Write the next part of the court judgment on the dissolution of the municipal council, picking up after its last sentence.

Source excerpt
════════════════

They contend however that the self-determined rescission, to be
exercised internally by the PEC, constitutes the exercise of a
discretionary
executive power or function which is of importance for
the political functioning of government. The argument stems from the
proposition
that the authority under section 139(1)(c) to dissolve a
municipal council is discretionary
[20]
and that the scope of that discretion permits, as in this instance,
the PEC to change its approach by having the decision rescinded.
This
court was urged to accord recognition to that discretion and to
decline assistance to the applicants, this in the light of the
history of the matter. The stance adopted by the intervening
applicants is that an internal rescission is not competent. Their
argument
is that the
functus
officio
doctrine
[21]
applies and the
decision regardless of whether it is administrative or executive in
nature remains extant until it is set aside by
a court.
[22]
As a matter of fact as at the date of the hearing of this matter the
decision to dissolve the Council was not set aside. For reasons
set
out elsewhere in this judgment the applicants presented a case that
is unanswered and unanswerable. That being so, they were
entitled to
the order granted by this court. From this perspective of the matter
the issue of mootness does not arise and it is unnecessary
to engage
with the
functus
officio
debate or to address the issue whether the self-determined rescission
is a discretionary power and whether it complies with the
Constitution.

════════════════

Listed entries
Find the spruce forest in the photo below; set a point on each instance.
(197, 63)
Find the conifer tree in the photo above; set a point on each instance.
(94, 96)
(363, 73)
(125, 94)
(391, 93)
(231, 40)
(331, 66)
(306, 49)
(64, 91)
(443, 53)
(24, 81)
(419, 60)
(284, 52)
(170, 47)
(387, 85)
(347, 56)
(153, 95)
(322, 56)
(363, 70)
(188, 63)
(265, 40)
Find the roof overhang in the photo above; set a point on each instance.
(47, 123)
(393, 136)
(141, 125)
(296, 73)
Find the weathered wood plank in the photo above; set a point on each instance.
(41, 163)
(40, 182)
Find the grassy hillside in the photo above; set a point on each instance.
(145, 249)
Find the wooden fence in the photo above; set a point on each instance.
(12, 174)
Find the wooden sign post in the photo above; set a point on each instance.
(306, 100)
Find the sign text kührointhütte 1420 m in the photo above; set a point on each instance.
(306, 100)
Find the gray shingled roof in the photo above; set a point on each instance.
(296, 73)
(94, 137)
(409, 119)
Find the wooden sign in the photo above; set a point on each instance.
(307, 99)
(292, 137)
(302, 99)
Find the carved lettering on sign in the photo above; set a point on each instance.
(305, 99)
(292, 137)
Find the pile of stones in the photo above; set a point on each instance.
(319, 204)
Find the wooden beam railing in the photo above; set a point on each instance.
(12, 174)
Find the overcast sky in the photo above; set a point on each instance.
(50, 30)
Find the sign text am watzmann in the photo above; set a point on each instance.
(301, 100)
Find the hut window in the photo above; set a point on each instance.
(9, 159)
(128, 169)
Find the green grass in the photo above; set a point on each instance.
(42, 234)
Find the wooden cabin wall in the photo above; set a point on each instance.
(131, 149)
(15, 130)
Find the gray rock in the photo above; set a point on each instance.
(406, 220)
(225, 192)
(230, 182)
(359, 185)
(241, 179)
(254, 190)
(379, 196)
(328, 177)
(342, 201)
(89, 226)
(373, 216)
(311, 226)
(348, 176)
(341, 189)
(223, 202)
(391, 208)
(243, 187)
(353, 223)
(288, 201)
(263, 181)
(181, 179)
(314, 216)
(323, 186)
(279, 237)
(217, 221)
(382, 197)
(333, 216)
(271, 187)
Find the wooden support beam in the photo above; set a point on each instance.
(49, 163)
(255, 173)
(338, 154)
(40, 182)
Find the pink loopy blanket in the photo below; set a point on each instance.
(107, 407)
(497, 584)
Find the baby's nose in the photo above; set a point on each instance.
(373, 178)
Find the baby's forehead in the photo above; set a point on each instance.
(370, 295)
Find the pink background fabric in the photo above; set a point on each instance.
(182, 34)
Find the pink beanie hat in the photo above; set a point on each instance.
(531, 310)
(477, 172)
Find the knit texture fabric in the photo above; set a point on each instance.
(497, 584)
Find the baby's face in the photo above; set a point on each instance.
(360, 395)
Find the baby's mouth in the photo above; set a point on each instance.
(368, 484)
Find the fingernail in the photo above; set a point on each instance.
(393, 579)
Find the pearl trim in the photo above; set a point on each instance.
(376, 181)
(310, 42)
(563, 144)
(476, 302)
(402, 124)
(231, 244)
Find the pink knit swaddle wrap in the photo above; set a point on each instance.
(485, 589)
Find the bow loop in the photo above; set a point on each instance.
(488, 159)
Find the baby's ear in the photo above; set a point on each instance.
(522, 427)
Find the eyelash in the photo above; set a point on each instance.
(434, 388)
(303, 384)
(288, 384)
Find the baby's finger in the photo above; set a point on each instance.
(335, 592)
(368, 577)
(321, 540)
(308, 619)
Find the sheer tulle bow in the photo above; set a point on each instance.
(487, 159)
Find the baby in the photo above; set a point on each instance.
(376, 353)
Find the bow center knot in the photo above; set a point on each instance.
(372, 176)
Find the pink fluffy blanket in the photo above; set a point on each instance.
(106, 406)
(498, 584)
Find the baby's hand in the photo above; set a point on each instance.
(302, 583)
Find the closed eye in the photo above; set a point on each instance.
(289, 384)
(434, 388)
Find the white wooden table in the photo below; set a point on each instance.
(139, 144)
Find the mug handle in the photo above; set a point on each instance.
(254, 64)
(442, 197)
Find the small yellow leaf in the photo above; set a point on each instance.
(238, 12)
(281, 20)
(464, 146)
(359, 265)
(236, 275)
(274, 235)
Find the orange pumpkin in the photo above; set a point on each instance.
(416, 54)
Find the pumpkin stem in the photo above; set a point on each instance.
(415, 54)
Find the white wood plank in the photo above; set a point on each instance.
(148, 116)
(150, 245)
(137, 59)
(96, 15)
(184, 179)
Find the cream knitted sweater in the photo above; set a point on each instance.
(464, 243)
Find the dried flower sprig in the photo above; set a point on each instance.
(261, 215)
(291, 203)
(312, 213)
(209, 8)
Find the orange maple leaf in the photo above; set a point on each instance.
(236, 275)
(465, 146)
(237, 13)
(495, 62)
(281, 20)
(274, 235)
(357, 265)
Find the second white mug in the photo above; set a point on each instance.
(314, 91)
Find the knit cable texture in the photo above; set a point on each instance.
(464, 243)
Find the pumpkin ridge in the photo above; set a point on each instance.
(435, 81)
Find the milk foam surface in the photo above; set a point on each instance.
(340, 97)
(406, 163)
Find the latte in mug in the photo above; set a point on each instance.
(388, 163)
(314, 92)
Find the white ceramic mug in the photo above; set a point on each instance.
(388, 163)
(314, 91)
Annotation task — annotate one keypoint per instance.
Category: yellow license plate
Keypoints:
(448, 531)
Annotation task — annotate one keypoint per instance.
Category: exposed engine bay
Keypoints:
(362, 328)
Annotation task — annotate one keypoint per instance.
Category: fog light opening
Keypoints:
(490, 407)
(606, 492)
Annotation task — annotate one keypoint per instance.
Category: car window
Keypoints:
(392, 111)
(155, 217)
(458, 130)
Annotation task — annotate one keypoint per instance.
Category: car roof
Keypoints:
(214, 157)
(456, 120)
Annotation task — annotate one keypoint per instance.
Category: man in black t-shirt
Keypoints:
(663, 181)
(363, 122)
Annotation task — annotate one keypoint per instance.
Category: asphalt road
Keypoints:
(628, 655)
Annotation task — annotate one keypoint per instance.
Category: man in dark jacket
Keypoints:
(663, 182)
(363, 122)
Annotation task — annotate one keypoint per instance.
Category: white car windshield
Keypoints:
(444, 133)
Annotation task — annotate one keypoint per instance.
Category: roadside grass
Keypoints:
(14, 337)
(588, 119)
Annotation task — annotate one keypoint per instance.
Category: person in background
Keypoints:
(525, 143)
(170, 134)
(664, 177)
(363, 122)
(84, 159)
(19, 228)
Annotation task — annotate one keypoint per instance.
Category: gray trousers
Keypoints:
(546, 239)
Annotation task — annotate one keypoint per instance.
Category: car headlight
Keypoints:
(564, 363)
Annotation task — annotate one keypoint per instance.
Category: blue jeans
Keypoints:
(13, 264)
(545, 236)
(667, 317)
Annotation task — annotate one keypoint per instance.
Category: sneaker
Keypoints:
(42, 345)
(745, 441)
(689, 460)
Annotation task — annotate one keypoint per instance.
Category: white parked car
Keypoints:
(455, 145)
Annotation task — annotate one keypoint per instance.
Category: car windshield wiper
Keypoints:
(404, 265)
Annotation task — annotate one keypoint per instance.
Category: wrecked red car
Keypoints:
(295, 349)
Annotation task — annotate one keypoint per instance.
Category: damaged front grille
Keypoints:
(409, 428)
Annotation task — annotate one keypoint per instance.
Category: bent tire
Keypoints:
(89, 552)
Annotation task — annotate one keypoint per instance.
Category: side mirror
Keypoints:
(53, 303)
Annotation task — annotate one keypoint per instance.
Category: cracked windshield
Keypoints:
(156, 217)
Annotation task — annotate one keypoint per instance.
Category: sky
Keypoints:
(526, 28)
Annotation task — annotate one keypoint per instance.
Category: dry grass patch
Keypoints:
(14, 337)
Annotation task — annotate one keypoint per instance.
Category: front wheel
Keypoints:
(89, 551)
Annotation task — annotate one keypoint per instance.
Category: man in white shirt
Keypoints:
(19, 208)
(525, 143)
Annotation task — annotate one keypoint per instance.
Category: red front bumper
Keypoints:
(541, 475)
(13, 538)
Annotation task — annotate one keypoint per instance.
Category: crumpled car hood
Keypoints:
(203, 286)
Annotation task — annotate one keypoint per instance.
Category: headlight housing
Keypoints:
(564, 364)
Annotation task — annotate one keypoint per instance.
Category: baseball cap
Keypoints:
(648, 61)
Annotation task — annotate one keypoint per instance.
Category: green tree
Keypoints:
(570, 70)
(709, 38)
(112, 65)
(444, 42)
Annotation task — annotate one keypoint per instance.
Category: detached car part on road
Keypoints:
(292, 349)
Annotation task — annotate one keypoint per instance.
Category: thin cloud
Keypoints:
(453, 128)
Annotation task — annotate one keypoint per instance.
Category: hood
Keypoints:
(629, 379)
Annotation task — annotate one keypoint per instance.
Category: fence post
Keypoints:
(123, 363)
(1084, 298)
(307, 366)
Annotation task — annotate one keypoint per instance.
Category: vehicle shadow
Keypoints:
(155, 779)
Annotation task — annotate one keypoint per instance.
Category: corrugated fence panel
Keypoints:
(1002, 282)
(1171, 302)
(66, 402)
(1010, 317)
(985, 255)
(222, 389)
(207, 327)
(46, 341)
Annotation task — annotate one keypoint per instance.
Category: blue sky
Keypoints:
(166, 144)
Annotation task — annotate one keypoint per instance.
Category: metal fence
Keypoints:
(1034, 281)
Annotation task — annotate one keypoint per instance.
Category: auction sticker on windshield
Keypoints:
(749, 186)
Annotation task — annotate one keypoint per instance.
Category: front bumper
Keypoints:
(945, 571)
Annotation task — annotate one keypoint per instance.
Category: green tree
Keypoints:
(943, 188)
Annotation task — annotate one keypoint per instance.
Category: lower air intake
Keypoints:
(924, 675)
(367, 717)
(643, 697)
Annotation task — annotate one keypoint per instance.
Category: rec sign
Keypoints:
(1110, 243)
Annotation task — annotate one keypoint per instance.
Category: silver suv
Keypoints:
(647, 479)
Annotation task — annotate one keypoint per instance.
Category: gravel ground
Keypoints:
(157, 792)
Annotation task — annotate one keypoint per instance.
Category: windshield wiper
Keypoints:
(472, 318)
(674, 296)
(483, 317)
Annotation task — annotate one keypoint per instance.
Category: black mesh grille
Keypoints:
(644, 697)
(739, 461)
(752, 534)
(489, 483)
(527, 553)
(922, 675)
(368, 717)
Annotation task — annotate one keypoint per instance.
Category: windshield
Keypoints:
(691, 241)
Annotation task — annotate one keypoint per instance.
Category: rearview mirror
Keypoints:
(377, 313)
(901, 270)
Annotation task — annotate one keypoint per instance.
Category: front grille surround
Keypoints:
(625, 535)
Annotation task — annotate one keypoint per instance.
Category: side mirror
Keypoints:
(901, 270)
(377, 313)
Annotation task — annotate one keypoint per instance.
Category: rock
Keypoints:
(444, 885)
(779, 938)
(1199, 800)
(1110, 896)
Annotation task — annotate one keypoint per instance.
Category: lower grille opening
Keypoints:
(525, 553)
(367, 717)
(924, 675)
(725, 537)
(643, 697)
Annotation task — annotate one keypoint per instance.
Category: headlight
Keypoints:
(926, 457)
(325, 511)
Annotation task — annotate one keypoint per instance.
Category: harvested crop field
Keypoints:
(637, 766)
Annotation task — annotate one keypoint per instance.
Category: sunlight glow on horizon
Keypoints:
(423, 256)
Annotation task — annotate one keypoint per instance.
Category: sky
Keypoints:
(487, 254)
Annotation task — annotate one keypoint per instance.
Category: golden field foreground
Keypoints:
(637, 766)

════════════════

The result
THE CONTEMPT
APPLICATION
[21]
The applicants placed two broad issues
before this court: the non-joinder of the administrator, and the
merits of the application.
I accept that the administrator is a
necessary party who ought to have been joined as a co-applicant in
the contempt proceedings
but do not believe that the application as a
whole should be dismissed merely on the joinder conundrum. The fate
of the application
as evidenced by the order made on 8 October 2021
fell to be determined on its merits.
[22]
In so far as the new matter contained in
the replying affidavit by the MEC is concerned, I have deviated from
the general approach
that a litigant cannot rely on new matter in
reply. The MEC deposed to the founding affidavit on 6 September 2021
and could not have
been in possession of all the facts pertaining to
events in the period subsequent to that date. Despite the indulgence,
its influence
on the merits, from what appears below, is
insignificant.
[23]
The essential relief sought by the MEC, in
addition to claiming costs on a punitive scale, is for an order:
(i)
declaring the Municipality to be in
contempt of paragraph 2 of the order by Bloem J (“the order”);
and
(ii)
declaring that paragraph 2 of the order
means that the Municipal Council and the Executive of the
Municipality are entitled to return
to the Municipality and continue
to exercise all the duties and functions which existed prior to the
notice which was issued in terms
of section 139 (1) (c) of the
Constitution only with the concurrence of the administrator duly
assisted by his team of officials.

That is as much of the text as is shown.